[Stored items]
Start of Block
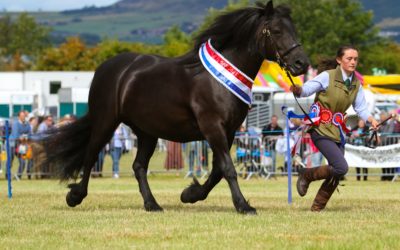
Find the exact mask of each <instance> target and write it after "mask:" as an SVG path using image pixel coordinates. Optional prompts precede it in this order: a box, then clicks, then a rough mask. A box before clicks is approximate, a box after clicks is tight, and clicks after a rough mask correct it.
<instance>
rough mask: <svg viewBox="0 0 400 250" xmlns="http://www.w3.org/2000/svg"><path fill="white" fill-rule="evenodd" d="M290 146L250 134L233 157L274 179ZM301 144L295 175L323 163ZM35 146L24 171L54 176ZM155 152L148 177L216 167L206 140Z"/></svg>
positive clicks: (235, 146)
mask: <svg viewBox="0 0 400 250" xmlns="http://www.w3.org/2000/svg"><path fill="white" fill-rule="evenodd" d="M297 137H298V135H297V134H292V135H291V139H290V141H291V146H292V145H293V144H294V143H295V142H296V141H297ZM367 138H368V137H365V139H367ZM399 142H400V134H380V135H379V141H378V145H382V146H384V145H391V144H397V143H399ZM286 143H287V142H286V137H284V136H265V137H262V136H259V135H251V134H248V133H244V134H238V135H237V136H236V137H235V139H234V142H233V145H232V148H231V156H232V160H233V162H234V165H235V168H236V170H237V172H238V174H239V176H241V177H243V178H245V179H250V178H252V177H259V178H265V179H269V178H271V177H276V176H280V175H287V170H288V166H287V163H286V162H287V160H286V159H285V155H286V150H287V149H286ZM299 143H300V146H299V147H298V148H299V150H298V152H297V153H298V154H299V155H300V157H295V158H294V159H293V164H292V166H290V167H291V168H292V173H294V174H296V172H297V170H298V168H299V167H300V166H303V167H313V166H317V165H315V163H314V162H321V161H322V155H321V154H320V153H318V152H317V151H315V146H313V144H312V141H311V139H310V137H309V136H308V135H306V136H305V137H303V138H302V139H301V141H299ZM348 143H354V139H353V138H350V137H349V138H348ZM31 146H32V148H33V153H32V154H33V155H32V158H26V159H24V160H25V163H24V164H25V165H24V169H23V170H26V169H27V168H29V172H28V175H30V176H34V177H36V178H37V177H38V178H48V177H51V176H52V175H53V173H54V171H53V169H52V168H51V166H47V168H44V169H43V168H42V169H38V168H37V165H40V164H39V162H40V161H41V160H43V158H44V157H45V154H44V152H43V149H42V148H41V147H40V145H38V144H32V145H31ZM123 147H124V148H123V149H122V151H123V152H125V153H129V154H131V155H133V157H132V158H131V159H132V160H130V166H131V162H132V161H133V158H134V157H135V155H136V150H137V138H136V137H135V136H134V135H133V134H131V135H130V136H129V137H128V138H124V146H123ZM14 150H15V148H14ZM109 151H110V149H109V147H107V146H106V147H105V148H104V149H103V150H102V151H101V152H100V154H99V158H98V162H97V163H96V164H95V165H94V166H93V171H92V174H93V175H94V176H102V175H103V174H106V175H109V174H110V173H111V169H110V167H109V166H107V170H103V168H102V165H103V164H104V157H105V155H106V154H107V153H109ZM155 152H156V154H158V156H157V157H159V158H161V160H160V161H159V162H158V164H160V165H159V166H150V168H149V171H148V174H156V173H177V174H183V175H184V176H185V178H188V177H192V176H196V177H199V178H204V177H206V176H207V174H208V173H209V170H210V169H211V167H212V166H211V163H212V159H211V158H212V152H211V149H210V147H209V145H208V144H207V142H206V141H195V142H188V143H176V142H169V141H165V140H161V139H160V140H159V141H158V144H157V147H156V150H155ZM20 157H22V156H21V154H15V151H14V161H15V159H18V160H19V158H20ZM315 159H317V160H315ZM5 161H6V153H5V147H4V145H3V144H0V173H1V172H5V167H4V166H5ZM29 162H32V163H29ZM17 164H18V162H17ZM30 164H32V165H30ZM317 164H318V163H317ZM130 166H129V168H128V169H129V170H128V171H129V172H127V170H126V169H127V168H126V166H125V167H124V168H123V169H124V170H122V171H121V174H124V175H125V174H129V175H132V174H133V172H132V170H131V167H130ZM17 167H18V166H17ZM399 167H400V163H399ZM393 171H394V169H392V170H390V172H388V173H382V175H383V176H385V175H387V176H391V177H393V176H395V177H396V176H397V175H395V173H394V172H393ZM21 172H24V171H19V169H17V168H15V164H14V169H13V173H14V176H15V178H18V177H19V176H20V175H19V174H21ZM25 172H26V171H25Z"/></svg>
End of Block
**Exercise goal**
Wherever the string "instance" appears in the data above, report the whole line.

**Exercise output**
Find the exact mask of each <instance> target and write it after "mask:" as an SVG path using image pixel coordinates. Optional prompts precede it in this order: a box, then clicks, then a rough mask. A box before clicks is approximate, a box after clicks is tight, and clicks after a rough mask correct it.
<instance>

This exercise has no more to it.